Pick out each line below that includes the string "post", and copy those lines unchanged.

◆ INFORMATION GIVEN
== == ==

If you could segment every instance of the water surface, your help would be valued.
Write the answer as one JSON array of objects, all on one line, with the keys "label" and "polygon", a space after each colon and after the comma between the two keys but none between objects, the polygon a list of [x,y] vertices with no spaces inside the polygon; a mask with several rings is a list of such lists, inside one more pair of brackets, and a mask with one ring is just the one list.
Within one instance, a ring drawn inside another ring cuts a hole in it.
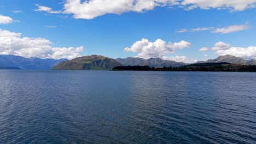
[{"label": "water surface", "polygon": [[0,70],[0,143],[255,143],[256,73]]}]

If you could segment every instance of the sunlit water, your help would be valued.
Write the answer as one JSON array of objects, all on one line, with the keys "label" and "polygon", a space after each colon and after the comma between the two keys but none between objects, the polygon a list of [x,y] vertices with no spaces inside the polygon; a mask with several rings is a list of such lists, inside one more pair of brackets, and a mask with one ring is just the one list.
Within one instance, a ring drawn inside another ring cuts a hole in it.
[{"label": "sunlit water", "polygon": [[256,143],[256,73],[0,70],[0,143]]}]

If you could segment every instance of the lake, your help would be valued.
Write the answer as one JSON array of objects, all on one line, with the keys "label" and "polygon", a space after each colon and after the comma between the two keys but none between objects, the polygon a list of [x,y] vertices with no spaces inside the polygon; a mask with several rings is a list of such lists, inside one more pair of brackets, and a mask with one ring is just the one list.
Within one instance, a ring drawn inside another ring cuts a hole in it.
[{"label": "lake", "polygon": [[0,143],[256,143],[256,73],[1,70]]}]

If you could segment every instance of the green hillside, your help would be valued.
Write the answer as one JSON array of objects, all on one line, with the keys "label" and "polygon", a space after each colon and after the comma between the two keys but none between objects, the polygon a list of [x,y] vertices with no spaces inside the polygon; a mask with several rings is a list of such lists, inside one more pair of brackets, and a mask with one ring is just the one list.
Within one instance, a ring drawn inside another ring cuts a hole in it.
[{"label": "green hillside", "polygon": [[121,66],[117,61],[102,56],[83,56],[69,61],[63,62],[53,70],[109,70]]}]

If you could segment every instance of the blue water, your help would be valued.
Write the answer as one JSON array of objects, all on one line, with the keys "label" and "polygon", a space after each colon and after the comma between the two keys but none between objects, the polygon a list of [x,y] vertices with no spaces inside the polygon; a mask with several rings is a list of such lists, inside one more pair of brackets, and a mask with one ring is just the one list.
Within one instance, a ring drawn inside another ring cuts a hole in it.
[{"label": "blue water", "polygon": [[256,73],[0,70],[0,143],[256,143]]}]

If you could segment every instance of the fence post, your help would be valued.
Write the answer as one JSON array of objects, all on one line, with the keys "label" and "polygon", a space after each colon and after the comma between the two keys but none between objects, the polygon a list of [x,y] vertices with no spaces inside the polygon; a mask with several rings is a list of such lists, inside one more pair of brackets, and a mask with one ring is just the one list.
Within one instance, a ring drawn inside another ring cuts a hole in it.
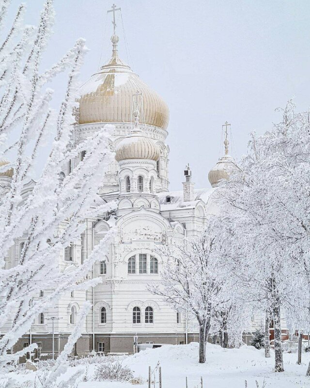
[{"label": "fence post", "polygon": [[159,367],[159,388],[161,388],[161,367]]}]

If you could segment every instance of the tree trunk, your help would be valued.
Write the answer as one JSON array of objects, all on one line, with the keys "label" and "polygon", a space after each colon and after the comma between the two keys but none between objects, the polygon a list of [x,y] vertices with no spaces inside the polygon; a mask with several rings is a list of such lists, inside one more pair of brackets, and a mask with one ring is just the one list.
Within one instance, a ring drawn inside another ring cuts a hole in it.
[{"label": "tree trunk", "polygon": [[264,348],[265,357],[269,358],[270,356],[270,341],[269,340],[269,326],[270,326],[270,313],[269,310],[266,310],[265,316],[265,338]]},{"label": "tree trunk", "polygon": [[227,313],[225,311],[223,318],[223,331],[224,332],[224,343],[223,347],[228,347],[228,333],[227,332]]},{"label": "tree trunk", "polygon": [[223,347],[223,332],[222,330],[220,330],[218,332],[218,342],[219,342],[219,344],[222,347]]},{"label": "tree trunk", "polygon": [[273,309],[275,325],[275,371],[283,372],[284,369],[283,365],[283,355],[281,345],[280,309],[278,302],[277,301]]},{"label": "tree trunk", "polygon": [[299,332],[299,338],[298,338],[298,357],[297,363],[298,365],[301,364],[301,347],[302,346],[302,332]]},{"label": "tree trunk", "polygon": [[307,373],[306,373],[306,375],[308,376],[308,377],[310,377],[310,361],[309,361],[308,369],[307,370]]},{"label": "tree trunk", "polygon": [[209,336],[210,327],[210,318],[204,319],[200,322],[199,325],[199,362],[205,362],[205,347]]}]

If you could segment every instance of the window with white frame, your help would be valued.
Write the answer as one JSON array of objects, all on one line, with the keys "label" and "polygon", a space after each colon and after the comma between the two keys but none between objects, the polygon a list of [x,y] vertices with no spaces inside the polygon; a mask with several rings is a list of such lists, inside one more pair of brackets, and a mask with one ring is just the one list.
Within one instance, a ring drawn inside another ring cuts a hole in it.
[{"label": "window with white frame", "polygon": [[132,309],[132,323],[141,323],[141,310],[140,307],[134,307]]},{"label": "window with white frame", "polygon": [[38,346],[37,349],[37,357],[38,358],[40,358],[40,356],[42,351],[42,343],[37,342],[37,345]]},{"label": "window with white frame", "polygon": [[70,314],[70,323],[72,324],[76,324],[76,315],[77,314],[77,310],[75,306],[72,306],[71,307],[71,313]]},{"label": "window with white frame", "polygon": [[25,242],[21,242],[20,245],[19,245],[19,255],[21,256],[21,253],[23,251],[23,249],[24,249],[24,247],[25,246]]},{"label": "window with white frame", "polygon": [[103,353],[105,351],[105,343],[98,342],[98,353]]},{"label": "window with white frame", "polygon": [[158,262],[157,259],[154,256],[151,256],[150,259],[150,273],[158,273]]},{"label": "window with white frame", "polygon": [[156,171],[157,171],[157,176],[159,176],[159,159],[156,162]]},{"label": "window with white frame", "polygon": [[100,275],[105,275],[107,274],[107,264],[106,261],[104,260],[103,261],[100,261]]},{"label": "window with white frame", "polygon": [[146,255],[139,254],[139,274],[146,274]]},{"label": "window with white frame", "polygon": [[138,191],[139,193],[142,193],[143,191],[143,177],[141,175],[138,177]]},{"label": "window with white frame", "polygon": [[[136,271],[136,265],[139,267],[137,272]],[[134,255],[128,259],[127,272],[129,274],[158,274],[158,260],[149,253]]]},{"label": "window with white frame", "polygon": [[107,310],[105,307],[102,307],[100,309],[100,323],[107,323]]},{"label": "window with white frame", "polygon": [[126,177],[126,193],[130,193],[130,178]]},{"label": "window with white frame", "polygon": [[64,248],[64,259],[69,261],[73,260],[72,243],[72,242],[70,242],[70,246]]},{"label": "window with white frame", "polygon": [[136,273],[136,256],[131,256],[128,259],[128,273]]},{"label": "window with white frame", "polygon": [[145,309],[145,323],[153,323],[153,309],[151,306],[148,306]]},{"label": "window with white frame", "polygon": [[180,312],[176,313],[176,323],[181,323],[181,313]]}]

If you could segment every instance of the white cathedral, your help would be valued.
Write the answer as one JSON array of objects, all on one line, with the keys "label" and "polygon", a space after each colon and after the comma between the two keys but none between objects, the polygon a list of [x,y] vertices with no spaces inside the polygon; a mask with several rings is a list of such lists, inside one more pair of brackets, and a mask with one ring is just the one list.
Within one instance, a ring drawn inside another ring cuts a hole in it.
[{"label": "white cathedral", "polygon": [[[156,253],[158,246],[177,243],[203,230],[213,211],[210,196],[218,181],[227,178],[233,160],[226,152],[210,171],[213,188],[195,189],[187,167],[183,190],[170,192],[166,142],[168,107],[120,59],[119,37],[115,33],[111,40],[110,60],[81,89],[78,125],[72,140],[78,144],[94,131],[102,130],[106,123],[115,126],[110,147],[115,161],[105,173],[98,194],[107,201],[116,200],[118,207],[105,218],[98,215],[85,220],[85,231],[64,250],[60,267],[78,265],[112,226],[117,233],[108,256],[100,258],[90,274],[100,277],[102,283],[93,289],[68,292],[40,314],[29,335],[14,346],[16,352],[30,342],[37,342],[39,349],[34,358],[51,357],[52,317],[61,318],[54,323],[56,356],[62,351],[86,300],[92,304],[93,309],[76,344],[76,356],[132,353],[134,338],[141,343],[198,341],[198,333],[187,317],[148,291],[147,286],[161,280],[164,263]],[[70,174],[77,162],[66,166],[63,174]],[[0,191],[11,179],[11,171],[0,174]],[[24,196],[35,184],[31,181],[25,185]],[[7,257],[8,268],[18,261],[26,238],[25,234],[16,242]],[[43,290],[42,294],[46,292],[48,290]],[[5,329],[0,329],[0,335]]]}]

== == ==

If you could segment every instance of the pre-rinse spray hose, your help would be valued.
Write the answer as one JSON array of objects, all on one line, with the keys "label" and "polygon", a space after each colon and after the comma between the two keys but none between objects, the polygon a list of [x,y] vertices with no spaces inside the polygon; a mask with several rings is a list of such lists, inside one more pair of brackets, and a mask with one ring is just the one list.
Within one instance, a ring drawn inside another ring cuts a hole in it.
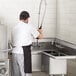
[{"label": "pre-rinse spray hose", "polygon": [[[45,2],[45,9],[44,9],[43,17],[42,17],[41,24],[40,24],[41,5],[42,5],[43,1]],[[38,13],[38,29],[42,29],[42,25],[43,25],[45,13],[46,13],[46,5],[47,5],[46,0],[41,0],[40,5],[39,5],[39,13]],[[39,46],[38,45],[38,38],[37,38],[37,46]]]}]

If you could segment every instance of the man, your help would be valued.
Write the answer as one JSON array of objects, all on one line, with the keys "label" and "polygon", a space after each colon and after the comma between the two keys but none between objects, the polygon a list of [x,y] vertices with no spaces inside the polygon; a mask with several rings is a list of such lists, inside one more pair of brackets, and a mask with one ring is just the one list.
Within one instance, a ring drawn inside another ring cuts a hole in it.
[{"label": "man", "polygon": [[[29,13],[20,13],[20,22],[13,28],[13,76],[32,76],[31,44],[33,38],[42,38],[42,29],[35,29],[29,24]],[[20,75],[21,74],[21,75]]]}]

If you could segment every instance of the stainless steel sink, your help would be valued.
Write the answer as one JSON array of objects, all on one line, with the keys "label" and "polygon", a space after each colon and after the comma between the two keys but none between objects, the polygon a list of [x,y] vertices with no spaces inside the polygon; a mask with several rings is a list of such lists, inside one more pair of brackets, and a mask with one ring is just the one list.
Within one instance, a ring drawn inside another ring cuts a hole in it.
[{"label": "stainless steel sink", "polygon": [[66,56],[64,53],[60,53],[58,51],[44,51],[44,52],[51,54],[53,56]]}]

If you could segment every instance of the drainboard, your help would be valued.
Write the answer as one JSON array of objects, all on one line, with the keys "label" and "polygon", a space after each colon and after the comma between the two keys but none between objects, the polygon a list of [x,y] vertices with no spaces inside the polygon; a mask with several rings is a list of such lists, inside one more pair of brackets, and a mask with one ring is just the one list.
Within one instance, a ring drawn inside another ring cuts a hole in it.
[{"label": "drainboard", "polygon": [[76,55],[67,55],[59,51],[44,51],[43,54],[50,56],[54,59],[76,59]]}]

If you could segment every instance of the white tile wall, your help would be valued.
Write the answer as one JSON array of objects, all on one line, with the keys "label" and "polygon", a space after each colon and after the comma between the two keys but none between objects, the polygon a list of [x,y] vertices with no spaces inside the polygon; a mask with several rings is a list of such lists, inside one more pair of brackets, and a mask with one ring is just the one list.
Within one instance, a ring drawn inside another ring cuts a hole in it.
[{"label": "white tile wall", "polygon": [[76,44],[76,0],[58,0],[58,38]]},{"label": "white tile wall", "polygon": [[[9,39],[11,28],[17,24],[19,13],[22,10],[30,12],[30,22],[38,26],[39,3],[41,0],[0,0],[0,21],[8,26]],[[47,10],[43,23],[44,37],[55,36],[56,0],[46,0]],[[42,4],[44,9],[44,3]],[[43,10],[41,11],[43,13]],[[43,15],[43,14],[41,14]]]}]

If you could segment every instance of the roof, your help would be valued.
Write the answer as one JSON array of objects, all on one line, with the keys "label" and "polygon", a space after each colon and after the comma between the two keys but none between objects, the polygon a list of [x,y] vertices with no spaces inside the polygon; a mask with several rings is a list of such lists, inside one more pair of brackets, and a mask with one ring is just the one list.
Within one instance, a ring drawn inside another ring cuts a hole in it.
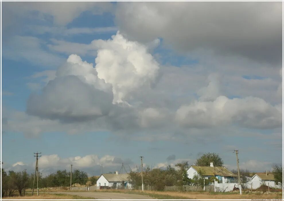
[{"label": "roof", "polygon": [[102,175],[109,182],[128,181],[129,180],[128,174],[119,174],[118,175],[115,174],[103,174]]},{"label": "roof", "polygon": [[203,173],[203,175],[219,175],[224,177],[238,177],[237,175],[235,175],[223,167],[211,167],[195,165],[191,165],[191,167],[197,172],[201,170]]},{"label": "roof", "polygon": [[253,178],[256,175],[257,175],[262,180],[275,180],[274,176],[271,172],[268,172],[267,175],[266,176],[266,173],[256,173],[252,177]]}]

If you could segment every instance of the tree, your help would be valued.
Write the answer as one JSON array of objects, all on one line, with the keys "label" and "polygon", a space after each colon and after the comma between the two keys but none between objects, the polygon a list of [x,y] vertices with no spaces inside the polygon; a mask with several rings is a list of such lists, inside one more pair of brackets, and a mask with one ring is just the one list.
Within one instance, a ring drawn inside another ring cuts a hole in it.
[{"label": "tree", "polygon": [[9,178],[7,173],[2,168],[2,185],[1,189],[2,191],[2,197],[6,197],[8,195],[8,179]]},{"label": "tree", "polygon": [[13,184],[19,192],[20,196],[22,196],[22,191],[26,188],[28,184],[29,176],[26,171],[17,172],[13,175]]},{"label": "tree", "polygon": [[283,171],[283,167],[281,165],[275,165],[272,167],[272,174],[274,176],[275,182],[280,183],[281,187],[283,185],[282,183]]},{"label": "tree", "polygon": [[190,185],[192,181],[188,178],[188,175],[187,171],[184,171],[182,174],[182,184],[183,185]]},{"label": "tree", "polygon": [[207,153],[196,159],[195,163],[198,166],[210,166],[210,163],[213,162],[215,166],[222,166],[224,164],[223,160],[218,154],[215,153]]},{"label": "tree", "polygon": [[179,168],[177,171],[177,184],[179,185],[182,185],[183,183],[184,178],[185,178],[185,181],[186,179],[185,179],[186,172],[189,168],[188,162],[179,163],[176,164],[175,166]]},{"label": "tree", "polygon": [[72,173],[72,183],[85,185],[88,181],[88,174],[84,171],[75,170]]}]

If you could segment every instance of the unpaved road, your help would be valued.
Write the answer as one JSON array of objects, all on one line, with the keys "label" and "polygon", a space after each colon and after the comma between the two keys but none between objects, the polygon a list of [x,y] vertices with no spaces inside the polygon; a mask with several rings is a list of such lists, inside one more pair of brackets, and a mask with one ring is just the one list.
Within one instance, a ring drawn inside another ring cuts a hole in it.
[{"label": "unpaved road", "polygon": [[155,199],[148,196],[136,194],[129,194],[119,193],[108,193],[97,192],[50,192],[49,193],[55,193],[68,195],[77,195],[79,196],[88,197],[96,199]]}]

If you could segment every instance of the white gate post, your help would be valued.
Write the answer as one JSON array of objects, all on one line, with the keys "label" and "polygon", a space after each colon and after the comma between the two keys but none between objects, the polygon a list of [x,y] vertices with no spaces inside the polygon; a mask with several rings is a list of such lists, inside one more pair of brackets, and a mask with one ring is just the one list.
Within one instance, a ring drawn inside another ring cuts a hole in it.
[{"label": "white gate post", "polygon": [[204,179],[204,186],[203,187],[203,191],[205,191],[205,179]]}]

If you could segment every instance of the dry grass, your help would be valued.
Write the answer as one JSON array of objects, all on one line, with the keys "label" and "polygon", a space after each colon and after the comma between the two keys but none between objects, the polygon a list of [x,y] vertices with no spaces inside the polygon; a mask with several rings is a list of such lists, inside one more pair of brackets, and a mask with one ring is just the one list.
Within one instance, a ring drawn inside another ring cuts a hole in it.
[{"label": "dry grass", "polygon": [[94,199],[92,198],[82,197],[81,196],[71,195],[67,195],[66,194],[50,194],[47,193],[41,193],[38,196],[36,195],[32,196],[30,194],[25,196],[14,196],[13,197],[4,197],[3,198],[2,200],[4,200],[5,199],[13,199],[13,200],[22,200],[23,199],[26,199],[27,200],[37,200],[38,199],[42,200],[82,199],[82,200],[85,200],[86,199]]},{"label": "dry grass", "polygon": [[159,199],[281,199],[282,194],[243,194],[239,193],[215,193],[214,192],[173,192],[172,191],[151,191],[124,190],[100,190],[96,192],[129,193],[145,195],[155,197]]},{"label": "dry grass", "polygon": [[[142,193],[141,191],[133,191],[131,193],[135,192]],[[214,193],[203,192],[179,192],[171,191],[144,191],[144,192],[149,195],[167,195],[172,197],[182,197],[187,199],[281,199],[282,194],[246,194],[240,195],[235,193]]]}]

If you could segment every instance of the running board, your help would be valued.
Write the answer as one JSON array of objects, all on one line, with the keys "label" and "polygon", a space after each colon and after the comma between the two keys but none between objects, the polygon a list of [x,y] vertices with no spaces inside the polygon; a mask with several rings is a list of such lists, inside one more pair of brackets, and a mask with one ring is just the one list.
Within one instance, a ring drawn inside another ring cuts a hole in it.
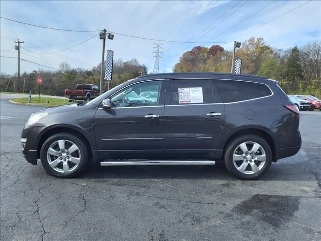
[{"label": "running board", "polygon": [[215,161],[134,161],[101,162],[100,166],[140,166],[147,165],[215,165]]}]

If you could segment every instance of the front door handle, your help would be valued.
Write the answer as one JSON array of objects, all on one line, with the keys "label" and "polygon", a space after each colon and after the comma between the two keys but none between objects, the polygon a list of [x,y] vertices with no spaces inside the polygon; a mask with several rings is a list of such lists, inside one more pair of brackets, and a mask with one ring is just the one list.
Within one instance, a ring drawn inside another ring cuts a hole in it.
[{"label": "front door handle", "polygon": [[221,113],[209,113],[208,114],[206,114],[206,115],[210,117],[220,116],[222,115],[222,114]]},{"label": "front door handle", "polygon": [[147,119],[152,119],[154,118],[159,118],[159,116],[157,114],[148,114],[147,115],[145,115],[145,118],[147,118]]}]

== == ==

◆ COMPLETED EXERCISE
If you could segment every instance of the fence post, your help would be valued.
[{"label": "fence post", "polygon": [[159,367],[159,388],[161,388],[161,367]]}]
If you could segment every instance of the white gate post, your help would be valued.
[{"label": "white gate post", "polygon": [[204,179],[204,186],[203,187],[203,191],[205,191],[205,179]]}]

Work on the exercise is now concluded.